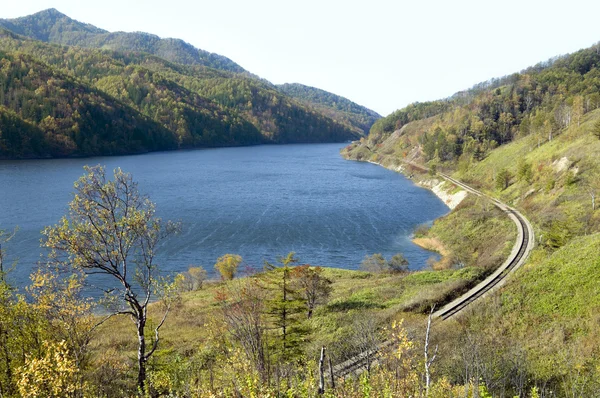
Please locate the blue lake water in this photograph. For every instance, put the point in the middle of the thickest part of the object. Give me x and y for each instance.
(260, 202)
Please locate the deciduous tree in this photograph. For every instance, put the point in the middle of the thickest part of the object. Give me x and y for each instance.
(112, 230)
(227, 265)
(312, 286)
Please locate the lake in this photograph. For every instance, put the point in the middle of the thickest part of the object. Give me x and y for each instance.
(259, 202)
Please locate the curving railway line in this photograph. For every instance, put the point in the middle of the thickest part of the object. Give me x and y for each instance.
(521, 249)
(518, 255)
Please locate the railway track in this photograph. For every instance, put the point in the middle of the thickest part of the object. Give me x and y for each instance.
(521, 249)
(518, 255)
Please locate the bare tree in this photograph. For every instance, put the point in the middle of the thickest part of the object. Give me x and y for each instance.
(429, 359)
(242, 307)
(312, 285)
(112, 230)
(367, 339)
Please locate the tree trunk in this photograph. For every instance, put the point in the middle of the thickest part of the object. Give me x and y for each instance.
(141, 323)
(321, 371)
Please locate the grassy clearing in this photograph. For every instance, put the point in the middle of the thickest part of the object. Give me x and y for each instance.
(192, 326)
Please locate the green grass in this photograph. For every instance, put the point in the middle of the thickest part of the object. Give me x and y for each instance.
(192, 325)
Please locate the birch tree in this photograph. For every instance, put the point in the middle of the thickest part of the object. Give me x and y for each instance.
(112, 230)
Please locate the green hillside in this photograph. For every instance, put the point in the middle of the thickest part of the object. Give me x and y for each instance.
(195, 105)
(338, 108)
(46, 113)
(54, 27)
(531, 139)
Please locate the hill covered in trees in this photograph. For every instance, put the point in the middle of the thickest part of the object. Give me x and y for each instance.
(193, 98)
(531, 139)
(53, 26)
(338, 108)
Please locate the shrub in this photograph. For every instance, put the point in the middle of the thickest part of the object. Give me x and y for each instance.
(227, 265)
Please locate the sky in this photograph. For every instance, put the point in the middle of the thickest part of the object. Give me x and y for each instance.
(380, 54)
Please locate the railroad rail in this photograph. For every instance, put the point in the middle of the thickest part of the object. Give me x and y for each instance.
(521, 249)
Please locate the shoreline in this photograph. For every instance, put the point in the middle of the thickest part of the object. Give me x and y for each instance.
(435, 185)
(451, 195)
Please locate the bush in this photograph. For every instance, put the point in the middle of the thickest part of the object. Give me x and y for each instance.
(377, 263)
(227, 265)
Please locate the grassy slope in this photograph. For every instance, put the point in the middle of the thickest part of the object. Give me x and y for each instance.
(548, 311)
(193, 328)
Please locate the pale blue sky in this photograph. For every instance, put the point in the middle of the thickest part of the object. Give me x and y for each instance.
(381, 54)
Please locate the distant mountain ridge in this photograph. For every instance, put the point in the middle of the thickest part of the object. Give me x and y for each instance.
(188, 97)
(52, 26)
(332, 105)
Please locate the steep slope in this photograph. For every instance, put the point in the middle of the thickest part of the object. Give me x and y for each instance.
(54, 27)
(532, 140)
(46, 113)
(335, 106)
(197, 105)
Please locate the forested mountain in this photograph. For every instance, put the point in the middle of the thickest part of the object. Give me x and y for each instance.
(54, 27)
(193, 104)
(335, 106)
(532, 140)
(541, 100)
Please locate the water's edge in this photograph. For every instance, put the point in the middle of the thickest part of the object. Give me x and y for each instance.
(450, 195)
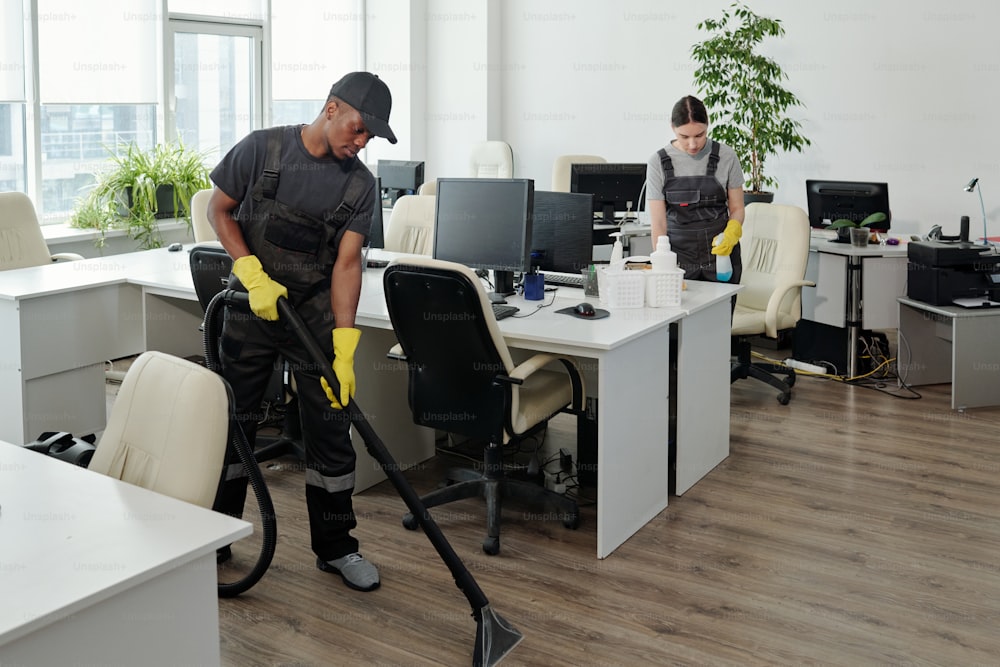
════════════════
** What this task involves **
Lay out every line of the listing above as a Markdown table with the columns Row and Text, numbering the rows and skipping blank lines. Leave the pictures out.

** Answer for this exercise **
| Row | Text |
|---|---|
| 1 | Please locate the blue lake water in this photograph. For every instance, put the point in the middle of the thickest part of the object. Give me x and y for each instance. |
| 2 | (260, 202) |
| 3 | Please locate the deciduous tree in this photograph. For every instance, put the point in the middle of the thickest part of the object. Give me x and y for each instance. |
| 4 | (112, 230) |
| 5 | (227, 265) |
| 6 | (312, 286) |
| 7 | Please locate the lake in this photograph. For every instance, put the point in the middle of the thickest part of the object. Give me x and y for each instance. |
| 8 | (259, 202) |
| 9 | Please locate the curving railway line in this photograph. For every instance, put the point in the middle of the thickest part of the object. Give me x and y for each instance. |
| 10 | (521, 249) |
| 11 | (518, 255) |
| 12 | Please locate the railway track in this photograph. For every instance, put the point in the middle of the thickest part of the object. Give me x and y for each instance. |
| 13 | (521, 249) |
| 14 | (518, 255) |
| 15 | Please locate the bare tree in this photograph. For every instance, put the point in the middle of the thickest part of the object. Give me x and y for each instance. |
| 16 | (429, 359) |
| 17 | (242, 307) |
| 18 | (312, 285) |
| 19 | (112, 230) |
| 20 | (367, 339) |
| 21 | Please locate the tree trunk in this photograph. For every instance, put the point in the middle of the thickest part of the object. Give me x and y for each instance. |
| 22 | (141, 323) |
| 23 | (321, 371) |
| 24 | Please locate the grassy clearing in this photograph. For every instance, put the point in the middle of the thickest part of the object. Give me x and y for each instance. |
| 25 | (192, 326) |
| 26 | Please locate the green grass in this photograph. For every instance, put the point in the middle of the thickest part of the object. Give me x and y for each instance. |
| 27 | (192, 325) |
| 28 | Please locate the birch tree in this photograph. For every instance, put the point in the middle of the thickest part of the object. Give me x and y for each instance. |
| 29 | (112, 230) |
| 30 | Please locate the green hillside in this photograph. For every instance, put the point in the middle of the thickest part of the object. Give me x and y for each instance. |
| 31 | (195, 105) |
| 32 | (338, 108) |
| 33 | (46, 113) |
| 34 | (54, 27) |
| 35 | (531, 139) |
| 36 | Please locate the hill covered in trees in this photograph. For every instance, put the point in the middle of the thickest part of the object. Give me x and y for each instance. |
| 37 | (193, 98) |
| 38 | (531, 139) |
| 39 | (53, 26) |
| 40 | (338, 108) |
| 41 | Please locate the shrub in this photograph. For every instance, put the point in the middle of the thickest part of the object. Give me x and y for each instance. |
| 42 | (227, 265) |
| 43 | Please locate the sky in this photograph. For every instance, put the point in the middle of the thickest part of the object. Give me x and y for each instance. |
| 44 | (380, 54) |
| 45 | Please locate the railroad rail in this photograph. For every instance, put the point in the middle of the thickest part of the object. Give me x and y for each instance. |
| 46 | (521, 249) |
| 47 | Please locate the shoreline in this photograph. For every instance, put the point in the middle of the thickest part of the object. Give me x and y for each instance. |
| 48 | (435, 185) |
| 49 | (451, 195) |
| 50 | Please locate the bush in this photograph. For every instance, put the point in the middle of the thickest part of the object. Give me x and y for each instance. |
| 51 | (377, 263) |
| 52 | (227, 265) |
| 53 | Please locate the grassy slope in this photograph. For every instance, put the point in the middle of the thickest part of the object. Give me x and y for each instance. |
| 54 | (548, 311) |
| 55 | (193, 328) |
| 56 | Please locate the pale blue sky in this photograph. For every instance, put the point in the middle of the thickest part of the object. Give me x and y for each instance. |
| 57 | (381, 54) |
| 58 | Please locate the distant mountain ridge in this photograph. For every instance, put the point in the middle of the thickest part of the object. Give me x and y for each instance. |
| 59 | (188, 97) |
| 60 | (52, 26) |
| 61 | (332, 105) |
| 62 | Please locate the steep slope in this photograph. For every instance, put the point in the middle of the thickest part of the object. Give me x and y for each instance. |
| 63 | (54, 27) |
| 64 | (532, 140) |
| 65 | (46, 113) |
| 66 | (335, 106) |
| 67 | (197, 105) |
| 68 | Please locate the forested mountain in this photograph. For every instance, put the point in the middle of the thickest part of the object. Give me x and y for each instance. |
| 69 | (54, 27) |
| 70 | (193, 104) |
| 71 | (335, 106) |
| 72 | (532, 140) |
| 73 | (541, 100) |
| 74 | Please locate the water's edge in this photograph. For every instance, put the point in the middle of the thickest part of the object. Give me x and y for each instance. |
| 75 | (450, 195) |